* QUESTIONS
A - Check each statement against the review of David Fincher's film and answer yes or no, quoting the words from the review that decide it: (i) Fincher's earlier films were dark and stylish; (ii) the effects sometimes pull the viewer out of the story; (iii) an early scene shows a child's body with an 80-year-old face.
B - Name every film that the review of David Fincher's film mentions by title.
C - Write the next part of the review of David Fincher's film, continuing from its final sentence.

Start of SUPPLIED TEXT

At first glance, this film seems like a fairly odd film choice for director David Fincher. The styles of his previous films were consistently dark and stylish, in story and design. So why would a director who made his name with films like Fight Club, Se7en, and Zodiac opt for a character driven fairy tale? For starters, he is one of probably a handful of directors with the ability to handle the special effects needed to properly translate the required images to the screen while being able to balance them against the story. If the main device of the movie is the setup, then right behind it would be how the effects were handled. Technologically, the film is a masterpiece. Throughout the film we see Benjamin (Brad Pitt) at every point in his life, from grave to cradle. Almost every scene features Pitt at various ages other than his own and you are left with no choice other than to believe it – it is just that seamless. In an early scene you see a child’s body with the 80 year old face of Brad Pitt and you believe it. It is obvious enough to notice but subtle enough for you not to care. It’s only after the film is over do you start to wonder how it was done. The greatest compliment I can give the film is never once are you taken out of the story because of the effects.

End of SUPPLIED TEXT
Start of RECORD EXTRACTS

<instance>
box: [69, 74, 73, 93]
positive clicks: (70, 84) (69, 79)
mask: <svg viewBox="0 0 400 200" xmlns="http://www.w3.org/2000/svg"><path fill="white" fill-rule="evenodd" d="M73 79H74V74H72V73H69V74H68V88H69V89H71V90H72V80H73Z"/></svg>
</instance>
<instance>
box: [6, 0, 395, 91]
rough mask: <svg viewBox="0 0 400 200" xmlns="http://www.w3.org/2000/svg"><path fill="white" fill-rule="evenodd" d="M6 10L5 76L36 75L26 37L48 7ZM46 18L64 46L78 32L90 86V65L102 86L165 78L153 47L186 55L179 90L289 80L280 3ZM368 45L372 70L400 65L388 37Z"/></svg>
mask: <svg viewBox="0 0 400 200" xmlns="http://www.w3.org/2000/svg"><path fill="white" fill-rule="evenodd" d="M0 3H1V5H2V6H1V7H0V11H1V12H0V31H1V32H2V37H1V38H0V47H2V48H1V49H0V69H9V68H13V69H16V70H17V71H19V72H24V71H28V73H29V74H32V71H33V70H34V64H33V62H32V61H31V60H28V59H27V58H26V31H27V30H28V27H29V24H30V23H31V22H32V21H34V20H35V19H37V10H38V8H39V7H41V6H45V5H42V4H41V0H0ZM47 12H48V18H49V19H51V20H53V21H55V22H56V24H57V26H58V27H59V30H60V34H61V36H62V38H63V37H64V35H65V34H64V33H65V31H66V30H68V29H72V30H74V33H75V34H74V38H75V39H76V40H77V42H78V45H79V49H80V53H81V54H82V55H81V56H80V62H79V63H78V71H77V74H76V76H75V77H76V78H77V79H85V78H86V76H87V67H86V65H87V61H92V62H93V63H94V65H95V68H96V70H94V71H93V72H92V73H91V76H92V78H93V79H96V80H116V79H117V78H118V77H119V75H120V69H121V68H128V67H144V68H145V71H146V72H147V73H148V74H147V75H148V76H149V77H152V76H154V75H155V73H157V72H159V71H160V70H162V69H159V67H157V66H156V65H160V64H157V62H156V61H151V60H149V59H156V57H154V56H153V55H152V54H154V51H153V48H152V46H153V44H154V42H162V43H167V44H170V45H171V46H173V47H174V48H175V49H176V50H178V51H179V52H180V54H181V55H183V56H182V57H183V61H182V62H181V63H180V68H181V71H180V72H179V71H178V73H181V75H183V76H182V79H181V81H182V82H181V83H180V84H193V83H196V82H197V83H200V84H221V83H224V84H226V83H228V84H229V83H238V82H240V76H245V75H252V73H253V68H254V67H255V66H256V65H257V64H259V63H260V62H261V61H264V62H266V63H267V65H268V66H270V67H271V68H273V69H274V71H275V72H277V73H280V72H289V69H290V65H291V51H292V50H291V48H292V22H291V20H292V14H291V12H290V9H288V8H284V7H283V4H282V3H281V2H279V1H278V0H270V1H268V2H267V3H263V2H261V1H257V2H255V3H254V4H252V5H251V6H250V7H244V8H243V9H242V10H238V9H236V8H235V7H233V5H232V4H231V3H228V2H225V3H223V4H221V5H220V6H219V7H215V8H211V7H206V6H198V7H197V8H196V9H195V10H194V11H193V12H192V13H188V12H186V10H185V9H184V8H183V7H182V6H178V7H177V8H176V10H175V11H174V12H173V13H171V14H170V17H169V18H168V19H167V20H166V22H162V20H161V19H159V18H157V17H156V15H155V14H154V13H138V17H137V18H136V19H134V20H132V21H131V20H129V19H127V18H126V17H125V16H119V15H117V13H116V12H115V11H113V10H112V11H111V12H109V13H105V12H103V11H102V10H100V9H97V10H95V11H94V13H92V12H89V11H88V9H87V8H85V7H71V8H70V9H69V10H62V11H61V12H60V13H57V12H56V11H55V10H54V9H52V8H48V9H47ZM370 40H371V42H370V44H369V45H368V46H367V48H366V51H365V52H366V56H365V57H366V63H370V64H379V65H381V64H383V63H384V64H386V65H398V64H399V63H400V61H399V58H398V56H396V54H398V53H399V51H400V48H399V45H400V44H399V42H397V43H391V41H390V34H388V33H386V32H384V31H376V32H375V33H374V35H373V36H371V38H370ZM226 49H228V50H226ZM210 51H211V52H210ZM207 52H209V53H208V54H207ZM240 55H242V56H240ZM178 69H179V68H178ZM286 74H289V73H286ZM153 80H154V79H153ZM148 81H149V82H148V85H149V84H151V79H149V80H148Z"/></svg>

End of RECORD EXTRACTS

* ANSWERS PROVIDED
A -
(i) Yes: "The styles of his previous films were consistently dark and stylish, in story and design."
(ii) No: "never once are you taken out of the story because of the effects."
(iii) Yes: "In an early scene you see a child’s body with the 80 year old face of Brad Pitt and you believe it."

B - Fight Club, Se7en, Zodiac

C -
The movie’s main conviction is that love transcends all things related to time. While still having the appearance of an old man but only ten or so years old in actual age, he meets Daisy, a young girl whose grandmother lives in the nursing home where he has grown up. During her many visits the two form a bond and play as children. As he gets old enough, or young enough in this case, to leave the house and begin living his life on his own, the two cross paths at intermittent times in each of their lives, all while Daisy (Cate Blanchett) grows older and Benjamin continues growing younger. The emotional weight of the movie is created in the conflict of the opposing directions of their aging. With the foundation firmly in place, the payoff is that much richer when they are finally able to be together. While this is where most love stories would end, they are still forced to contend with the predestination of his condition and its certain consequences.
Aging, love, and loss are things that we all must deal with at some point in our lives and death is an inevitability we all face. Benjamin is no different – he only takes a different path to get there. Or as it is put into perspective for him at one point in his life, “Sugar, we all end up in diapers.” We, of the normally aging variety also have a definite end to our lives; we just don’t know when. A lot of people, like me, would say they prefer it that way, opting for the comfort of attempting to live each day like it is your last, or some other hackneyed brand of optimism. Like most pieces of advice from the bumper sticker pulpit, it is better in principle than execution. In reality all it does is allows us the excuse, the sin, of procrastination because anything we don’t accomplish today can just wait until tomorrow. Benjamin isn’t afforded that opportunity. His life has a finite end laid out; he is just given a bit more notice than the rest of us and the path he chooses with this knowledge in his possession is what makes the film so great.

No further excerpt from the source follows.